[Excerpted passage]:
According to the obtained data, both KOH and MetNa resulted in similar EFA compositions (p < 0.05) as well as did not affected to the NEFA profile.

Summary: Final proposed method

According to the results from Tests 1–4, the recommended modifications assure the reliability of the EFA and NEFA composition when comparing with the original method and these are consisting in:

Addition of 4 mL of hexane to the transesterification mixture.

Derivatization time for acyglycerols of 3–4 min, stopping the reaction with 230 μL H2SO4 (3 M) in MeOH.

Addition of 500 μL of water after collection of the EFAME extract.

Esterification conditions for NEFAME, 30 min at 40 °C.

Thus, summarizing the method:

Add internal standards into a glass tube with heat resistant cap: 100 μL of a TG (1.3 mg/mL) and 100 μL of a FFA (1.3 mg/mL) according to the composition of the sample.

Place the sample (5–10 mg (oil)/250 μL (e.g. plasma/milk)) + 2 mL MeOH + 4 mL hexane.

Vortex 30 s. Warm mixture at 40 °C in a dry-block.

Add 0.5 mL MetNa (2.5 M): reaction starts with the first drop and must not be longer than 3–4 m (Vortex frequently).

Stops reaction with 230 μL H2SO4 (3 M).

Cool into ice; separation of organic layers: 1250 g, 5 min, 25 °C.

Pipetting of 3–3.5 mL hexane to 15 mL Falcon; evaporate, resuspend to a proper concentration and put in a vial containing 100 μL of a FAME standard (1.3 mg/mL).

[Tasks and exercises]:
**1.** According to the method summary, what are the esterification conditions for NEFAME?
**2.** Copy the method summary from "Esterification conditions for" to "of the sample.", switching "glass tube" to "test tube".
Answer using only the method summary.

[Raw data]:
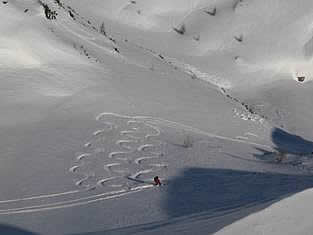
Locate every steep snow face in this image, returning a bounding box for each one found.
[61,0,313,87]
[0,0,83,67]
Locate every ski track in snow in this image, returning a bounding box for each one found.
[0,113,310,215]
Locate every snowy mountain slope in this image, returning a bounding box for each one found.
[216,189,312,234]
[0,0,313,234]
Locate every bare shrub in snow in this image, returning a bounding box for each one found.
[100,22,107,36]
[173,24,186,35]
[204,7,216,16]
[182,135,193,148]
[38,0,58,20]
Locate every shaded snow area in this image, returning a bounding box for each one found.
[0,0,313,235]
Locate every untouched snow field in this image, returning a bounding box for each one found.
[0,0,313,235]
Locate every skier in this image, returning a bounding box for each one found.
[153,176,161,186]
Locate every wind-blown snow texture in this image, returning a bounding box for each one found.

[Task solutions]:
**1.** 30 min at 40 °C.

**2.**
Esterification conditions for NEFAME, 30 min at 40 °C.

Thus, summarizing the method:

Add internal standards into a test tube with heat resistant cap: 100 μL of a TG (1.3 mg/mL) and 100 μL of a FFA (1.3 mg/mL) according to the composition of the sample.